Is dat de normale praktijk bij electroVoice of zitten er namaak spullen in mijn box?

Groetjes,
Paul

----------


## MusicSupport

> Hallo,
> 
> bij het uit mekaar halen van een ElectroVoice sx300 merk ik dat er geen EV label op de componenten hangt. Er is enkel een soort serienummer op het metaal van de drivers gedrukt. iets van 8030909593 (Tweeter) en 81230269848 (12 inch).
> 
> Is dat de normale praktijk bij electroVoice of zitten er namaak spullen in mijn box?
> 
> Groetjes,
> Paul



Hoi Paul

Ik kan hier uit opmaken dat je de Sx300's dus hebt gekocht. En als antwoord op je vraag:

1. Een foto doet wonderen.
2. Dat is normaal maar een foto zou uitsluitsel geven.

De gegevens:
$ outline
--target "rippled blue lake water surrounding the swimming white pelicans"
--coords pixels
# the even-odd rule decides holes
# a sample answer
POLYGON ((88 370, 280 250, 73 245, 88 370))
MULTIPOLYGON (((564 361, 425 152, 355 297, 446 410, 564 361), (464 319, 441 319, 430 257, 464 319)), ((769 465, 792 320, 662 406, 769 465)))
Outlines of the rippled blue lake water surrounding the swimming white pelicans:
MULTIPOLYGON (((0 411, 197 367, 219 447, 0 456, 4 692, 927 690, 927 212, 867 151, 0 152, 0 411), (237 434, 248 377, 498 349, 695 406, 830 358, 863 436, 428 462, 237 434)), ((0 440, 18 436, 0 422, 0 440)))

Opdracht 1: Wat zit er volgens Paul in de forumtekst over de ElectroVoice SX300 op de drivers in plaats van een EV-label?
Opdracht 2: Neem uit de forumtekst over de ElectroVoice SX300 woord voor woord het stuk over tussen "Ik kan hier" en "zou uitsluitsel geven.", met die woorden zelf erbij.

Verwacht antwoord 1: Een soort serienummer, gedrukt op het metaal van de drivers.

Verwacht antwoord 2:
Ik kan hier uit opmaken dat je de Sx300's dus hebt gekocht. En als antwoord op je vraag:

1. Een foto doet wonderen.
2. Dat is normaal maar een foto zou uitsluitsel geven.